◆ **List of tasks**
1 - According to the article on the London 2012 Olympics and electronic records, which product will the USOC deploy to manage athletes' care?
2 - Continue the article on the London 2012 Olympics and electronic records from where it stops.

London 2012 Olympics to Feature EHRs

by EMSBLOG Editor June 29, 2012

COLORADO SPRINGS, CO – For the first time ever, the United States Olympic Committee will use electronic medical records rather than paper charts to manage care for more that 700 athletes at the summer games.

The USOC announced Thursday that it will deploy GE’s Centricity Practice Solution, which integrates EMR with practice management technology, to manage the care of more than 700 American athletes competing in the London 2012 Olympic and Paralympic Games, and for 3,000 additional records maintained by USOC staff.

Once upon a time, the USOC relied on pallets of paper records, shipped around the globe, to the the games' host city. Now, at last, EMRs will offer doctors and caregivers faster access to athletes’ medical records and enable more targeted care.

"It's definitely, for the Olympics, the right time to jump on [EMRs] now," Jan De Witte, chief executive officer of GE Healthcare IT and Performance Solutions tells Healthcare IT News. "The EMR has shown its value for healthcare in driving quality, both with completeness of data and speed of decision-making."

◆ **Data supplied**
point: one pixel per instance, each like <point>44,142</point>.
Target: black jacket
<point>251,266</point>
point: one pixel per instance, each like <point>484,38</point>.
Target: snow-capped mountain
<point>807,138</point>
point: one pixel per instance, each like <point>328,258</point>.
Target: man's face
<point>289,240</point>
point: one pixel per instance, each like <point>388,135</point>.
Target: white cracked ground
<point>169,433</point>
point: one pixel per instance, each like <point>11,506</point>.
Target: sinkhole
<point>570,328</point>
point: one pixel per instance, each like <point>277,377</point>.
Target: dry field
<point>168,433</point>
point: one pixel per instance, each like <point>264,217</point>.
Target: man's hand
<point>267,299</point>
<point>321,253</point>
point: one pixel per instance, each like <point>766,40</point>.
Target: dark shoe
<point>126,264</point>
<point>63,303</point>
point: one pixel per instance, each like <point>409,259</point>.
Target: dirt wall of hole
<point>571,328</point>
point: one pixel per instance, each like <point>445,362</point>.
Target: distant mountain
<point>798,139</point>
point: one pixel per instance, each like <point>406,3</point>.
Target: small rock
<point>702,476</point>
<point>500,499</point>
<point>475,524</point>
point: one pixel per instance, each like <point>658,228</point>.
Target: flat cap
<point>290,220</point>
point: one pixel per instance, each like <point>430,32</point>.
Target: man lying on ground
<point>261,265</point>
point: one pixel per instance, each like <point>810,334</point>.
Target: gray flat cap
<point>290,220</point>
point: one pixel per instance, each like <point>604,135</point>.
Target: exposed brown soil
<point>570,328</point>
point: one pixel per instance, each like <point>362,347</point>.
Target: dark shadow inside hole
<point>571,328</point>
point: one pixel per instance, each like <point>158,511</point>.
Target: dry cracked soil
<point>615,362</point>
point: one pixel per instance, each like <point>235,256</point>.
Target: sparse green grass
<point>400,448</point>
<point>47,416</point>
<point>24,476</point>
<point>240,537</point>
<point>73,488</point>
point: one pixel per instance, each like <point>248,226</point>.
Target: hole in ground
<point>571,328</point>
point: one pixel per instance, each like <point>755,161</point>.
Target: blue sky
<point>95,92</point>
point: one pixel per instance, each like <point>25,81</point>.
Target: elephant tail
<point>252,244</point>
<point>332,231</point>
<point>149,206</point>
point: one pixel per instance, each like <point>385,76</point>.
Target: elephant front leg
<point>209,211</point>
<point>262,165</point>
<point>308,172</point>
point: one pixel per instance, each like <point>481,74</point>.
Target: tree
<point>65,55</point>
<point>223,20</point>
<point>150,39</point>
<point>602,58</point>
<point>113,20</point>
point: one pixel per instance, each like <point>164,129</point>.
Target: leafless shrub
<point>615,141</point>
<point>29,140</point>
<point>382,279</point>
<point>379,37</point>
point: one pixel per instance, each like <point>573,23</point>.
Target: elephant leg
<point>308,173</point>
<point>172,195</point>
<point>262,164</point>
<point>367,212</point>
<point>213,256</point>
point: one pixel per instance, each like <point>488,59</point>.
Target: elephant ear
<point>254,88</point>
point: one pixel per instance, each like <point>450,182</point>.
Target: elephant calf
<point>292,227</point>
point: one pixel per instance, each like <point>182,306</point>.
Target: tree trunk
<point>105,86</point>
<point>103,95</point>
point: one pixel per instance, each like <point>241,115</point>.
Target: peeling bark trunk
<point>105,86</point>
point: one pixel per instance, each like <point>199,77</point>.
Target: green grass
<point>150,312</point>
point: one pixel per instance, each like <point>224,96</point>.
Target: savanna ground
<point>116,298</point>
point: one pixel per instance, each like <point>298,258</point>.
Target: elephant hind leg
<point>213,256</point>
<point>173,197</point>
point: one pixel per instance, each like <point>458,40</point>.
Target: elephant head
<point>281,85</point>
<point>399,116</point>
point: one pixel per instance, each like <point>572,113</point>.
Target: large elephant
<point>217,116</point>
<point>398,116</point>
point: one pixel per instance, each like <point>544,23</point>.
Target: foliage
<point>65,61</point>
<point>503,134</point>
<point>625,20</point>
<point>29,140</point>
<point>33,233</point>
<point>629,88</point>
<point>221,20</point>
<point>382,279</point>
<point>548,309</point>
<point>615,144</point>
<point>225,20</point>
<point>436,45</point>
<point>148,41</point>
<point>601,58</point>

◆ **Answers provided**
1 - GE's Centricity Practice Solution

2 -
Set to go live in June, the London deployment will "be, for us, a record-speed implementation," says De Witte. "We're doing it in less than 90 days." So far, the process has gone well, he reports, especially with the training for the 100 or so people on the USOC medical staff who'll be using the Centricity technology.

Part of that preparation involves populating the medical records with the "relevant information for 700 athletes and close to 3,000 staff and volunteers" who will be in the system, says De Witte. From June right through the closing ceremonies, all information related to the athletes' health and performance is going "straight into the EMR."